### TO DO
In the entries, rewrite the lines from the one containing "Target: group of people" through the one containing "[[[83,137],[86,137],[86,133],[85,132],[83,133]]]", with "outline" swapped for "boundary" and nothing else changed. Give back only those lines.

/---

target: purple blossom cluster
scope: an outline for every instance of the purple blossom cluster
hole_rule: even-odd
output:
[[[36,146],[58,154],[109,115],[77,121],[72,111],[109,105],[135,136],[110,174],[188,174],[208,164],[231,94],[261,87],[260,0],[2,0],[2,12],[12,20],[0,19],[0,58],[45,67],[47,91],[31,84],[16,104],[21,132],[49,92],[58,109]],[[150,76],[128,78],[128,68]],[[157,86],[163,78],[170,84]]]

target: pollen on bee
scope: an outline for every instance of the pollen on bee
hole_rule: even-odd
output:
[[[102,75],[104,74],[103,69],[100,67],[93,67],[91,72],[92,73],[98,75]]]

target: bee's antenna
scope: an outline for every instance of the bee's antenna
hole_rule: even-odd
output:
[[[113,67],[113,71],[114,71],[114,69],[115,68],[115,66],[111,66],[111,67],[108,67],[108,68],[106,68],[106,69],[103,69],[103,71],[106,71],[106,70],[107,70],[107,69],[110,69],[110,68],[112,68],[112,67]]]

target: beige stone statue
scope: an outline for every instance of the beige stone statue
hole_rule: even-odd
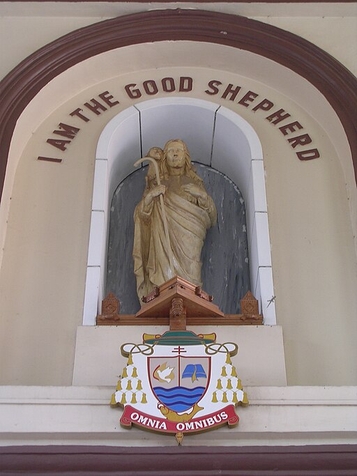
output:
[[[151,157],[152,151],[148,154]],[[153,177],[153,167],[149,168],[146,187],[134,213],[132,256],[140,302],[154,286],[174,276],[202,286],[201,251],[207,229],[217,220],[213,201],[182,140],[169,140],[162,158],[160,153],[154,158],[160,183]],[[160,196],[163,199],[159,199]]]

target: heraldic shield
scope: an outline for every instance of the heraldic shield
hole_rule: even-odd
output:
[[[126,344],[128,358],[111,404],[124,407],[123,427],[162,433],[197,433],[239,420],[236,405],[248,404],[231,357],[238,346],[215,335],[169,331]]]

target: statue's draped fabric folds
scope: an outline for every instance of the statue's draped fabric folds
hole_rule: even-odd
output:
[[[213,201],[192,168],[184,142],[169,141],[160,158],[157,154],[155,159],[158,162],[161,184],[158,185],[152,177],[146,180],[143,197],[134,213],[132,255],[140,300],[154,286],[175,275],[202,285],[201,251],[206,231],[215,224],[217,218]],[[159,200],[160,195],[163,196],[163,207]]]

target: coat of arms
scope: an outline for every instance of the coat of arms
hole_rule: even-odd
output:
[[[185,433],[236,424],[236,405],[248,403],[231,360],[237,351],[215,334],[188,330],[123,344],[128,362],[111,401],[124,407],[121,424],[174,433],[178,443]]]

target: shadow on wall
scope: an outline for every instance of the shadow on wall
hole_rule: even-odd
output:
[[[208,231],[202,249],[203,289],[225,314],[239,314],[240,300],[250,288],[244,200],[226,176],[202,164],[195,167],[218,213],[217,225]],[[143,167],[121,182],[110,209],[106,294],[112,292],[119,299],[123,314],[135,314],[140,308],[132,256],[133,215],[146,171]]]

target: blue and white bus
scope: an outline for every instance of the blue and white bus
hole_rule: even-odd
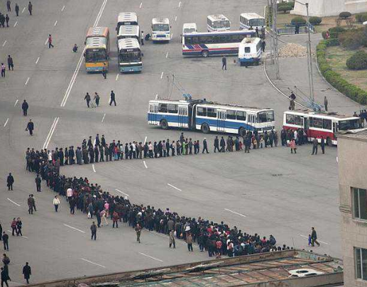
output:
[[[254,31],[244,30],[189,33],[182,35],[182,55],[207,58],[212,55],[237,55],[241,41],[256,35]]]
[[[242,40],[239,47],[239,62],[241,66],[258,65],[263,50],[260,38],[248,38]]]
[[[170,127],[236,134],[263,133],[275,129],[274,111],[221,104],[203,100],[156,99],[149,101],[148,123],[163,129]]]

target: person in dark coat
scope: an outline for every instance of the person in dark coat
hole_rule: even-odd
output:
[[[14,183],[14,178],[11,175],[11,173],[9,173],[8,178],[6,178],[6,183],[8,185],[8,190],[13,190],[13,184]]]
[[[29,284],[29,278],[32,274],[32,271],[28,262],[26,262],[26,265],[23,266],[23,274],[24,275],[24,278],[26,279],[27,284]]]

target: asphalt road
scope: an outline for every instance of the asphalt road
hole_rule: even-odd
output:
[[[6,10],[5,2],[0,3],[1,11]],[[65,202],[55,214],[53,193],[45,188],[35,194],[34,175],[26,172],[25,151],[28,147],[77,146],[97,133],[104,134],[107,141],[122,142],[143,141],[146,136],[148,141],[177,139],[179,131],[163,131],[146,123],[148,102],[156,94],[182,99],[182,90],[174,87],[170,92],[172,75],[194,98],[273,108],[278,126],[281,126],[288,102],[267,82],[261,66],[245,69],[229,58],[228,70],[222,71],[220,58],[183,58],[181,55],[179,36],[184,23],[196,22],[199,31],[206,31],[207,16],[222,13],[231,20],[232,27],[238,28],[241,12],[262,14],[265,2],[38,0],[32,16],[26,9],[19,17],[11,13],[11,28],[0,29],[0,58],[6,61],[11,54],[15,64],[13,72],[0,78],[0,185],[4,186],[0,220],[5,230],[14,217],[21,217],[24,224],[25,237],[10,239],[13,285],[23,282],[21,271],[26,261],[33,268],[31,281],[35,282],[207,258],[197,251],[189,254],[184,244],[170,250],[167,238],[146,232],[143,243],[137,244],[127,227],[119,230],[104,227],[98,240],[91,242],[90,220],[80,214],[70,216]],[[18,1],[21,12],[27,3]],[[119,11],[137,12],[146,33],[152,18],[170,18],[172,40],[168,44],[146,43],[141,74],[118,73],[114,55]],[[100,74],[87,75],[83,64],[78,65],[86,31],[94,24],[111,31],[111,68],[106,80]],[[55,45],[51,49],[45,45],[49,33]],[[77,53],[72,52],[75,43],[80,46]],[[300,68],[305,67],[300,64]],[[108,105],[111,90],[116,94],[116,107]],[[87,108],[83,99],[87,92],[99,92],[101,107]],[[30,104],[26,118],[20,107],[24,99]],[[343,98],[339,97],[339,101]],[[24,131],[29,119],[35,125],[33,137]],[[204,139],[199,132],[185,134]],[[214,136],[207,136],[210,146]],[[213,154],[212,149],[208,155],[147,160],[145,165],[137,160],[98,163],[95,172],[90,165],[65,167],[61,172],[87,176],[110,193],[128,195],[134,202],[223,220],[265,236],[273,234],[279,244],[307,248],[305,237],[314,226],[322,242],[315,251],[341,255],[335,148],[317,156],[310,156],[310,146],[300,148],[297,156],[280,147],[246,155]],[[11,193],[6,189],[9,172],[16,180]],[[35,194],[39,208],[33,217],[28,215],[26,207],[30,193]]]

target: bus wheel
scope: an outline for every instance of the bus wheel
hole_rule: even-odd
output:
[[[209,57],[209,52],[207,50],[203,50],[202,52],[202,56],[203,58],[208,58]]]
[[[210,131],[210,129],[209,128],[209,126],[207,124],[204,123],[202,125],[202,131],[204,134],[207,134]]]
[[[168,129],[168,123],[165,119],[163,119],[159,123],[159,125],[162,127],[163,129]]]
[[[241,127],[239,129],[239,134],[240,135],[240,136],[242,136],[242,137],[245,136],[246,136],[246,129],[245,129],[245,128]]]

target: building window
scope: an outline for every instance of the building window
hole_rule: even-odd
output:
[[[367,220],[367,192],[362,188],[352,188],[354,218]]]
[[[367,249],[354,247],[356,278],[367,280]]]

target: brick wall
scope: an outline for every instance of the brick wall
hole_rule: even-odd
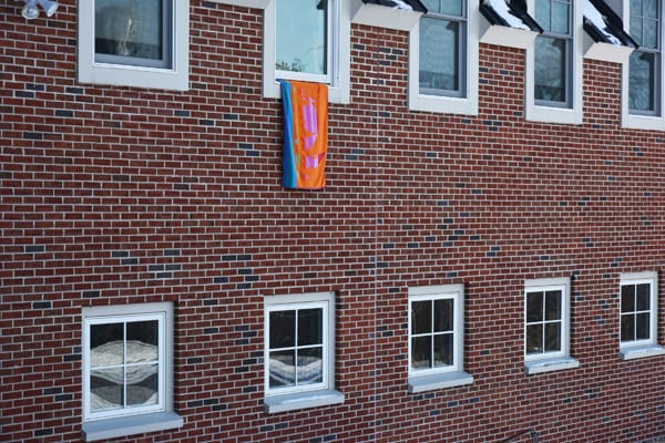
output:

\---
/---

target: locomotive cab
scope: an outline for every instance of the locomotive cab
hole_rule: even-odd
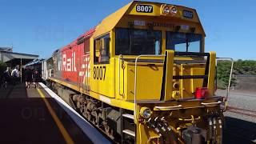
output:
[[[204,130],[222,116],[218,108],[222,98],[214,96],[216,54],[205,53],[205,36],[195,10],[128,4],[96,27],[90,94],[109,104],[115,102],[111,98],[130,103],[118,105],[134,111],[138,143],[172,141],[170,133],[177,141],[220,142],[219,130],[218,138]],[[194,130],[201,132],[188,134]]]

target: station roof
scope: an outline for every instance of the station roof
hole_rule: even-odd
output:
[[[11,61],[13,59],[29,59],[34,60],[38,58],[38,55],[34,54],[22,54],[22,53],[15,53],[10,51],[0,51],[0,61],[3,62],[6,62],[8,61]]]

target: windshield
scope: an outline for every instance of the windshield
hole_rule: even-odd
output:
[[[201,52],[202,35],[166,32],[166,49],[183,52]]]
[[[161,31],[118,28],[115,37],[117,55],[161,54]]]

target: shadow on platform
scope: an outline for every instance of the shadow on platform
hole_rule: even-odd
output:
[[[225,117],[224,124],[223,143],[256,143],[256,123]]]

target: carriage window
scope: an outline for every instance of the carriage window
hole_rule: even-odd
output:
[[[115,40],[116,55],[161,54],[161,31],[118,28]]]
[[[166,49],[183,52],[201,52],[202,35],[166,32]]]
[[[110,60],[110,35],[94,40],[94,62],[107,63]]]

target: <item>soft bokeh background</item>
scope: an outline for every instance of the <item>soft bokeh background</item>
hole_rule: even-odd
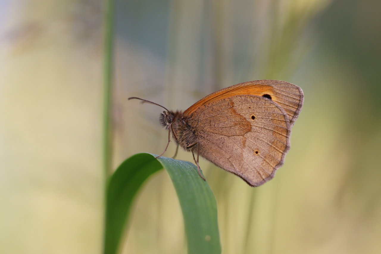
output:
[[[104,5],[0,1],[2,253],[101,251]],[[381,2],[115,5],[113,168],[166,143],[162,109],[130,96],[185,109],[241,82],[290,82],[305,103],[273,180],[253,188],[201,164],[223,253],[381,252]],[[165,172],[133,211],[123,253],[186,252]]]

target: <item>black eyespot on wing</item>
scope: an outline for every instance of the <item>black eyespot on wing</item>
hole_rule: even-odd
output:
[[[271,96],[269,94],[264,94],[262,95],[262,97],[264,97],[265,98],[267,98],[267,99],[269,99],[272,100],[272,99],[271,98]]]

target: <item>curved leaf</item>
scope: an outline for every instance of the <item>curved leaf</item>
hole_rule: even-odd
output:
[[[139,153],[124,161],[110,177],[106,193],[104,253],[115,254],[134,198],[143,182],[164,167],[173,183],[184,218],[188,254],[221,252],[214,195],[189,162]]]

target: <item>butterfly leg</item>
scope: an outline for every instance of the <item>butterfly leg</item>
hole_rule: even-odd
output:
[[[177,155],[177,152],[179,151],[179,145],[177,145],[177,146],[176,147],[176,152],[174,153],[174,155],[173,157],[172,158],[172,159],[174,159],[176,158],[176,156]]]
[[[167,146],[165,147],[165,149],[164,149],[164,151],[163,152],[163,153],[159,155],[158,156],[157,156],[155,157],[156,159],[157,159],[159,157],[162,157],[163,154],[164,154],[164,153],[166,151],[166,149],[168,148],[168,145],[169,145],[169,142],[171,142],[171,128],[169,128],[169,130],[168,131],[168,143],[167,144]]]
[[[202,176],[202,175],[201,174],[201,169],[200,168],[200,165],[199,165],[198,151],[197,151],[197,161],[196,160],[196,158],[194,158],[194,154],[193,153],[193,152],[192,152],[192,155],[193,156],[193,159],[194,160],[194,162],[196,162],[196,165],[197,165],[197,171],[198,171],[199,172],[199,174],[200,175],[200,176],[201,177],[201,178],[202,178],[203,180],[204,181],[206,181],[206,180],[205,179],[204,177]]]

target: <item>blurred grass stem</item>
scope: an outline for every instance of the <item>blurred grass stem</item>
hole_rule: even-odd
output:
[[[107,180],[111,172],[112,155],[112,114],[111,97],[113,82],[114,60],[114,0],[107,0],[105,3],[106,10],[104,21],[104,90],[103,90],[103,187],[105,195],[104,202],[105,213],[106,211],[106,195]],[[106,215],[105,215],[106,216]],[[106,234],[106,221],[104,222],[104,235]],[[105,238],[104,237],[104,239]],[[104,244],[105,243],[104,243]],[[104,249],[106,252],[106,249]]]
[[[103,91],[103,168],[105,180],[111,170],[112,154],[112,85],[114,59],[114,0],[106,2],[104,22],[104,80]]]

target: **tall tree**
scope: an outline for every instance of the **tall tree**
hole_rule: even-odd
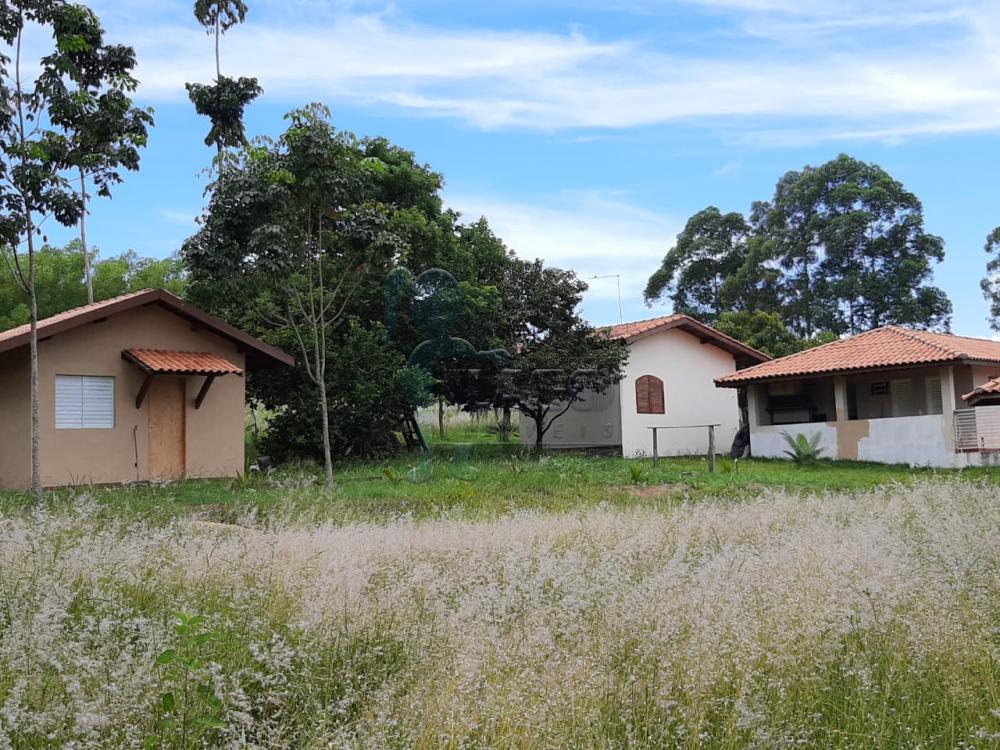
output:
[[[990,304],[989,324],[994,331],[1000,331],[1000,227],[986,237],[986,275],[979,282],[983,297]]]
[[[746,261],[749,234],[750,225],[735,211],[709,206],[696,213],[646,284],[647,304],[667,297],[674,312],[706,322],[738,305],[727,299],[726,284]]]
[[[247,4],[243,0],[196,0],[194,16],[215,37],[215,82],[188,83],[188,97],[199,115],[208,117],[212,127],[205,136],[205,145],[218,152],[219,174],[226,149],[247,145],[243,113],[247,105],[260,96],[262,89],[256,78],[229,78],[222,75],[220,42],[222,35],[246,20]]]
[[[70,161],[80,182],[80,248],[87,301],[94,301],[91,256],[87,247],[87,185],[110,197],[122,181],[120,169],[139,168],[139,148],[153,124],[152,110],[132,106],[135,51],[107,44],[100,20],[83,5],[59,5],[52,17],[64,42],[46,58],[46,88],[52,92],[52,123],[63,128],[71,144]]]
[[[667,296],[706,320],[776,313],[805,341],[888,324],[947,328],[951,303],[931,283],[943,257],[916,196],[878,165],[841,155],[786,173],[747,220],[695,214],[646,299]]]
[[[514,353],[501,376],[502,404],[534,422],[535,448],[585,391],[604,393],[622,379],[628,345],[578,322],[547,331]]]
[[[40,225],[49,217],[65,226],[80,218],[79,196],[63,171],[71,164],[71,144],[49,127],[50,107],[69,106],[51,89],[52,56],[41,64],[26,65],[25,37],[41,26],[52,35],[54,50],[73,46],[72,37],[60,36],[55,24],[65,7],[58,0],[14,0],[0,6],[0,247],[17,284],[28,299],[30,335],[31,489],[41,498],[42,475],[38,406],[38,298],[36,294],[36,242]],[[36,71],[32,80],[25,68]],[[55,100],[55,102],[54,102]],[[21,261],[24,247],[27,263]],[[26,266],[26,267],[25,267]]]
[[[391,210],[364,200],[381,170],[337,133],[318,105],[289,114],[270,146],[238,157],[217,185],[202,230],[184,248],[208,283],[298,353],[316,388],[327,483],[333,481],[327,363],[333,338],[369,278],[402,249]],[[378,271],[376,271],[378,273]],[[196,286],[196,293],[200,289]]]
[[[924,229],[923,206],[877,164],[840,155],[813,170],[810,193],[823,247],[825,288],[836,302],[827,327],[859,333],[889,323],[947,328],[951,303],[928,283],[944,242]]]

\---
/---

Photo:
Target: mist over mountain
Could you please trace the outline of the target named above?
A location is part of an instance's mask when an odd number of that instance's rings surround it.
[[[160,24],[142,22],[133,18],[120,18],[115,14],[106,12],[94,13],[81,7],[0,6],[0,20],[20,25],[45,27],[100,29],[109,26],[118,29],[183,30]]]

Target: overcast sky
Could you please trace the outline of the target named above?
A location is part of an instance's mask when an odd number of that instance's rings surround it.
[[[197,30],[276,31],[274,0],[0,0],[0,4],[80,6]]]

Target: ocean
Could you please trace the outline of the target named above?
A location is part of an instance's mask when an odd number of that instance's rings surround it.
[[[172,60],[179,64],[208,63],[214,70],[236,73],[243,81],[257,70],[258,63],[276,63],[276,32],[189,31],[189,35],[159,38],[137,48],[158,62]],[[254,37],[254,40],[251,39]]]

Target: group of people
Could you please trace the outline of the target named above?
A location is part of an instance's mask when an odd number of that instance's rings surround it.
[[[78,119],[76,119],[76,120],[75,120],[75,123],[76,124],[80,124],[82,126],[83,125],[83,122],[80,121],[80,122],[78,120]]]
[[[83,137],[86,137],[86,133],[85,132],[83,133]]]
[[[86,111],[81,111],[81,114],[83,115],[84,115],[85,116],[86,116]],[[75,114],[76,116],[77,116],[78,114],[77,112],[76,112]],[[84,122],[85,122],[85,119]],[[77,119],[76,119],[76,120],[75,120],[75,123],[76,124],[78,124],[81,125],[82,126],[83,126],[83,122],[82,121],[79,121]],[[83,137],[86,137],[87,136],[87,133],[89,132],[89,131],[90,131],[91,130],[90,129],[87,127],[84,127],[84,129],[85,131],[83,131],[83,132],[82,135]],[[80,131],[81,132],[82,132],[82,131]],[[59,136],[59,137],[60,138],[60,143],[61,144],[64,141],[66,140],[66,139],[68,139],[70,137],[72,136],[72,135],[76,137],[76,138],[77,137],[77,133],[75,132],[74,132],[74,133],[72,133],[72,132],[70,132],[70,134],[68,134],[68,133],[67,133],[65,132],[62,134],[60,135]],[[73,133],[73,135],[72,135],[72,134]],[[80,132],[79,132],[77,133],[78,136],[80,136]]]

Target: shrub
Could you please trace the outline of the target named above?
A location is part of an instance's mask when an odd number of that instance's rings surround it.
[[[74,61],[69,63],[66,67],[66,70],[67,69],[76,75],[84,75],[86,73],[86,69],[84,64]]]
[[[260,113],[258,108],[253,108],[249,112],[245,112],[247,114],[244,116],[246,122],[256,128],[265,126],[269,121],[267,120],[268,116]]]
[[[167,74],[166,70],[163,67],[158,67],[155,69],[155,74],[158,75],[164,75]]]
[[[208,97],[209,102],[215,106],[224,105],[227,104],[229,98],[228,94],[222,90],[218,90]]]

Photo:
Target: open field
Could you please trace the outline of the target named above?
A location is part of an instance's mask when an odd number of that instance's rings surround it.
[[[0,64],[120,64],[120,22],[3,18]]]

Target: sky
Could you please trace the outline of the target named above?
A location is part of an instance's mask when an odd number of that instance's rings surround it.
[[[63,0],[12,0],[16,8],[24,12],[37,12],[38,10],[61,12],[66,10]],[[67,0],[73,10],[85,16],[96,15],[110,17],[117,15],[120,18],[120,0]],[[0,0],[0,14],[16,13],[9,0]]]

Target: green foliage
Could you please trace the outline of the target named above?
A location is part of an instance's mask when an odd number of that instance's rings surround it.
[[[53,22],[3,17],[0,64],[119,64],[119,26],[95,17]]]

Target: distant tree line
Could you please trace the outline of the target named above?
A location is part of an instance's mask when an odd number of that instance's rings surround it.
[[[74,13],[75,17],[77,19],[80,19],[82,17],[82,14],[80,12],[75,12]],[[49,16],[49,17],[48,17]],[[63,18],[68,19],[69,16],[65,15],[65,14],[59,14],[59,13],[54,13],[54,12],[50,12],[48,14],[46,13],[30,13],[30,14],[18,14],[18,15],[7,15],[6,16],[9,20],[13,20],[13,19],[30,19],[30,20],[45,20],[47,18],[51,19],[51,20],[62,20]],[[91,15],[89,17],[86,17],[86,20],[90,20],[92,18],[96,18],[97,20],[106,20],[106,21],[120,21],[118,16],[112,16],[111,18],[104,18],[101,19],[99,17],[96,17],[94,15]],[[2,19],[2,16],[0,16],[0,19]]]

\---

### ANSWER TO THE TASK
Target: group of people
Could you please trace the boundary of the target named above?
A location is part of an instance's mask when an odd number of that instance's rings surround it.
[[[78,119],[76,119],[76,120],[75,120],[75,123],[76,124],[80,124],[82,126],[83,125],[83,122],[80,121],[80,122],[78,120]]]
[[[83,137],[86,137],[86,133],[85,132],[83,133]]]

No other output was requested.